**What needs to be done:**
Locate each line in the data below that contains the string "mask", treating uppercase and lowercase letters as distinct, and copy those lines.

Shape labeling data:
• • • •

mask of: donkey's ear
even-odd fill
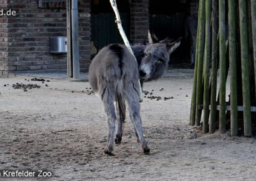
[[[148,30],[148,38],[149,44],[156,43],[159,41],[158,38],[156,37],[156,34],[150,32],[150,30]]]
[[[168,50],[169,54],[171,54],[174,50],[176,50],[177,48],[179,47],[180,45],[180,40],[182,37],[179,38],[175,41],[166,44],[167,49]]]

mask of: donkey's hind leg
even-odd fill
[[[125,98],[129,107],[130,117],[135,127],[135,133],[137,133],[144,153],[148,154],[150,149],[147,145],[143,136],[141,119],[140,115],[140,96],[137,90],[138,89],[136,89],[134,84],[132,84],[128,89],[126,89]]]
[[[102,101],[109,129],[107,145],[104,152],[105,154],[111,155],[113,148],[116,114],[115,113],[113,96],[109,94],[109,92],[108,88],[106,88],[102,94]]]
[[[123,135],[124,124],[125,119],[125,101],[124,99],[116,101],[116,133],[115,142],[120,144]]]

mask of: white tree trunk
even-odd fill
[[[137,60],[134,56],[134,54],[133,54],[132,48],[131,47],[130,43],[128,41],[127,37],[125,35],[125,33],[123,29],[123,27],[122,26],[121,19],[120,19],[119,12],[118,12],[118,9],[117,8],[116,0],[109,0],[109,1],[110,1],[110,4],[111,4],[113,10],[114,10],[115,14],[116,15],[115,22],[117,24],[117,27],[118,28],[119,32],[121,34],[121,36],[123,38],[124,44],[127,47],[127,49],[130,52],[130,53],[133,55],[133,57],[134,58],[134,61],[137,62]],[[140,91],[139,91],[140,92],[139,92],[140,101],[142,102],[142,101],[143,101],[142,90],[141,90],[141,86],[140,85],[140,80],[139,80],[139,85],[140,85]]]

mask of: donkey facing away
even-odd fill
[[[105,154],[112,154],[116,128],[115,143],[121,143],[125,101],[138,141],[141,143],[143,152],[149,153],[140,115],[138,80],[140,79],[143,83],[159,78],[168,67],[170,54],[180,44],[180,38],[173,42],[165,40],[156,43],[132,46],[137,62],[126,47],[111,44],[104,47],[92,60],[89,82],[103,102],[109,128]]]

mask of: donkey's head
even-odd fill
[[[140,66],[141,80],[157,79],[163,74],[168,67],[170,55],[180,45],[180,39],[174,41],[166,39],[156,43],[154,43],[156,37],[155,41],[150,39]]]

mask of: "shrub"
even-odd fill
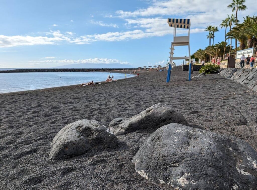
[[[203,66],[199,70],[199,73],[205,73],[205,74],[215,73],[217,73],[219,68],[219,65],[209,64]]]

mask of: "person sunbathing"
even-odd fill
[[[111,82],[112,81],[112,78],[107,78],[105,81],[106,83],[107,83],[108,82]]]
[[[91,85],[92,84],[94,84],[94,82],[92,81],[91,82],[89,82],[89,83],[82,83],[81,84],[81,85],[79,86],[79,87],[81,86],[88,86],[88,85]]]

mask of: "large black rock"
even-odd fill
[[[256,189],[257,153],[233,137],[177,124],[154,132],[133,159],[145,178],[178,189]]]
[[[93,148],[115,148],[117,137],[99,122],[82,119],[67,125],[51,143],[50,159],[59,160],[84,154]]]
[[[156,129],[173,123],[187,124],[183,115],[170,106],[159,103],[131,117],[113,119],[109,125],[109,129],[115,135],[120,135],[142,129]]]

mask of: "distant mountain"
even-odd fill
[[[52,68],[134,68],[133,65],[122,65],[115,64],[94,64],[93,63],[79,63],[70,65],[64,65],[54,67]]]

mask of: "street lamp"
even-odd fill
[[[216,49],[216,53],[215,54],[215,63],[216,63],[216,60],[217,58],[217,49],[218,49],[218,48],[215,47],[214,48]]]

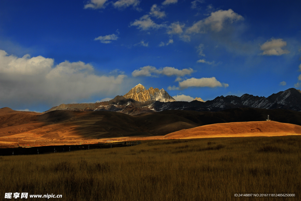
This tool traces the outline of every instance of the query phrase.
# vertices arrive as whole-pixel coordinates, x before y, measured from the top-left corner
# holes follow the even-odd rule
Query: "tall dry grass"
[[[8,200],[5,193],[17,192],[62,194],[55,199],[68,201],[299,200],[300,146],[299,136],[165,140],[0,157],[0,196]],[[234,197],[239,192],[296,196]]]

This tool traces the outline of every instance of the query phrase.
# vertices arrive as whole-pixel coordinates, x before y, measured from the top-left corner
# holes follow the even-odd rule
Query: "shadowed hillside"
[[[272,121],[301,125],[301,113],[287,110],[243,108],[219,112],[166,110],[132,116],[110,111],[57,110],[40,114],[0,109],[0,141],[72,141],[163,136],[219,123]],[[4,141],[7,141],[7,138]]]

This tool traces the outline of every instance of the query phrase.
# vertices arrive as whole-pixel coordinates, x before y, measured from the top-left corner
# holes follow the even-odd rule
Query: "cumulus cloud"
[[[188,28],[186,32],[188,33],[205,33],[208,30],[215,32],[220,31],[225,23],[244,20],[244,17],[231,9],[227,11],[220,10],[211,13],[210,15],[204,19],[197,22]]]
[[[51,106],[114,95],[126,76],[98,76],[89,64],[54,60],[42,56],[18,58],[0,50],[0,105],[20,107],[43,104]]]
[[[138,43],[134,45],[134,46],[144,46],[144,47],[147,47],[148,46],[148,42],[147,42],[147,43],[145,43],[144,42],[144,40],[141,40]]]
[[[90,0],[88,2],[88,3],[85,5],[84,8],[85,9],[103,8],[105,7],[104,4],[107,1],[107,0]]]
[[[178,2],[178,0],[165,0],[162,2],[162,5],[169,5],[172,4],[175,4]]]
[[[284,81],[283,81],[280,83],[279,84],[279,85],[281,85],[282,86],[284,86],[284,85],[286,85],[286,83],[284,82]]]
[[[140,3],[138,0],[119,0],[113,4],[114,7],[118,8],[124,8],[132,6],[137,6]]]
[[[112,41],[116,40],[118,39],[118,36],[113,33],[110,35],[98,36],[95,38],[94,40],[100,40],[101,42],[103,43],[110,43]]]
[[[280,56],[284,54],[288,54],[290,52],[284,50],[282,48],[286,46],[286,42],[281,38],[278,39],[272,39],[260,46],[260,49],[263,51],[262,55]]]
[[[141,30],[147,30],[150,29],[159,29],[164,26],[163,24],[158,24],[154,22],[148,15],[145,15],[131,23],[130,26],[136,26],[137,29]]]
[[[157,4],[154,4],[150,8],[150,14],[157,18],[163,18],[166,16],[165,12],[164,11],[160,11],[160,8],[157,5]]]
[[[201,43],[197,47],[197,51],[199,52],[199,55],[203,57],[205,56],[205,55],[203,53],[203,49],[204,49],[204,45]]]
[[[162,47],[165,46],[168,46],[169,44],[171,44],[173,43],[173,40],[172,39],[169,39],[169,40],[168,41],[168,42],[166,43],[164,43],[164,42],[161,42],[160,43],[160,44],[159,44],[159,46],[160,47]]]
[[[191,68],[184,68],[182,70],[179,70],[173,67],[166,67],[157,69],[154,66],[146,66],[140,68],[139,70],[135,70],[132,73],[132,75],[134,77],[140,76],[157,76],[160,75],[169,76],[175,75],[179,77],[184,76],[186,75],[190,75],[193,72],[193,70]]]
[[[191,2],[191,8],[195,9],[197,8],[197,4],[199,3],[203,3],[204,1],[203,0],[195,0]]]
[[[172,96],[172,98],[177,101],[187,101],[190,102],[193,100],[194,99],[189,96],[186,96],[184,94],[177,95]]]
[[[169,90],[178,90],[180,89],[180,88],[174,85],[172,86],[169,86],[167,87],[167,89]]]
[[[97,101],[96,102],[104,102],[104,101],[109,101],[113,99],[111,98],[105,98],[103,99],[101,99],[100,101]]]
[[[185,27],[185,24],[180,24],[179,22],[172,23],[168,27],[167,33],[169,34],[180,34],[183,32],[182,29]]]
[[[204,64],[209,64],[209,65],[213,65],[214,64],[214,61],[213,61],[212,62],[209,62],[209,61],[207,61],[205,59],[200,59],[200,60],[198,60],[197,61],[197,63],[201,63]]]
[[[185,89],[189,87],[215,87],[218,86],[228,87],[229,85],[225,83],[221,83],[214,77],[202,77],[197,79],[193,77],[187,79],[179,83],[179,86],[182,89]]]
[[[298,76],[298,80],[301,81],[301,75],[299,75]],[[295,84],[295,87],[296,88],[299,87],[301,86],[301,82],[298,82],[296,84]]]

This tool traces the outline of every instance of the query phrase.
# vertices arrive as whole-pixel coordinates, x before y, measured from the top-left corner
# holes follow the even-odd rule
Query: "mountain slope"
[[[150,88],[151,90],[149,92],[145,92],[147,90],[144,87],[138,85],[136,86],[137,87],[132,89],[127,94],[127,95],[125,96],[135,98],[136,99],[143,99],[145,100],[149,99],[147,96],[153,98],[153,97],[151,97],[152,94],[149,93],[149,91],[153,91],[152,88]],[[141,91],[144,93],[141,93]],[[155,93],[154,94],[156,95],[156,94]],[[168,99],[169,98],[167,96],[169,96],[169,95],[167,93],[166,94],[167,95],[165,97],[167,98],[165,100],[168,100],[169,99]],[[159,97],[157,96],[154,96],[155,97]],[[162,97],[163,96],[160,96]],[[206,102],[198,100],[194,100],[190,102],[163,102],[155,100],[140,102],[134,99],[117,96],[109,101],[95,103],[61,104],[58,106],[53,107],[44,112],[55,110],[111,111],[135,115],[144,112],[157,112],[168,110],[217,111],[228,109],[246,108],[267,109],[281,108],[301,111],[301,92],[300,90],[291,88],[284,91],[273,94],[267,98],[246,94],[240,97],[234,96],[228,96],[225,97],[222,96]]]
[[[126,99],[132,99],[137,101],[145,102],[151,100],[160,102],[172,102],[176,101],[163,89],[152,87],[147,90],[140,84],[130,90],[123,97]]]

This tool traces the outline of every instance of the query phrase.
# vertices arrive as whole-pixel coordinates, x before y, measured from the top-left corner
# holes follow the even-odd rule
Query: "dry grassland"
[[[62,198],[48,200],[69,201],[299,200],[301,136],[142,143],[0,157],[1,199],[8,200],[5,193],[17,192],[62,194]],[[244,192],[296,196],[234,197]]]

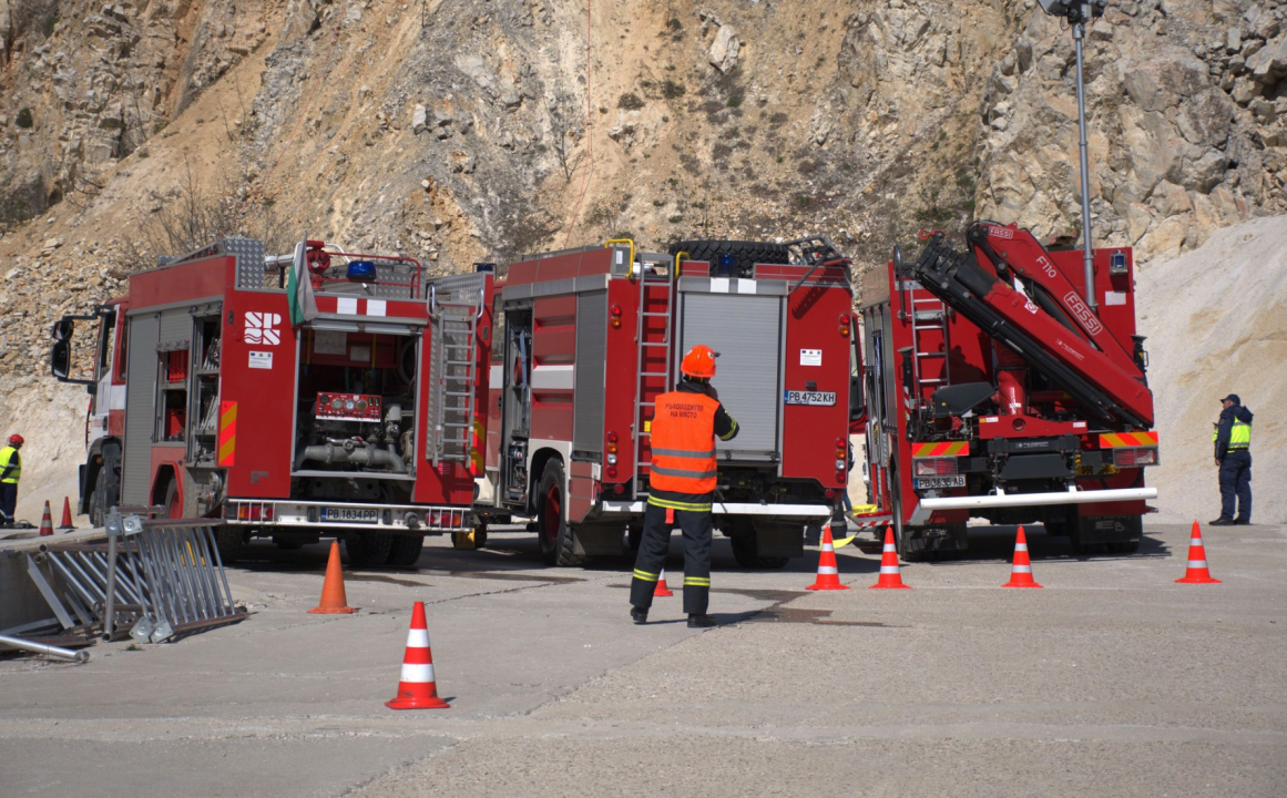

• • • •

**Result of the exercise:**
mask of: donkey's ear
mask of: donkey's hind leg
mask of: white tree trunk
mask of: donkey facing away
mask of: donkey's head
mask of: "shrub"
mask of: "person sunbathing"
mask of: "large black rock"
mask of: "distant mountain"
mask of: "street lamp"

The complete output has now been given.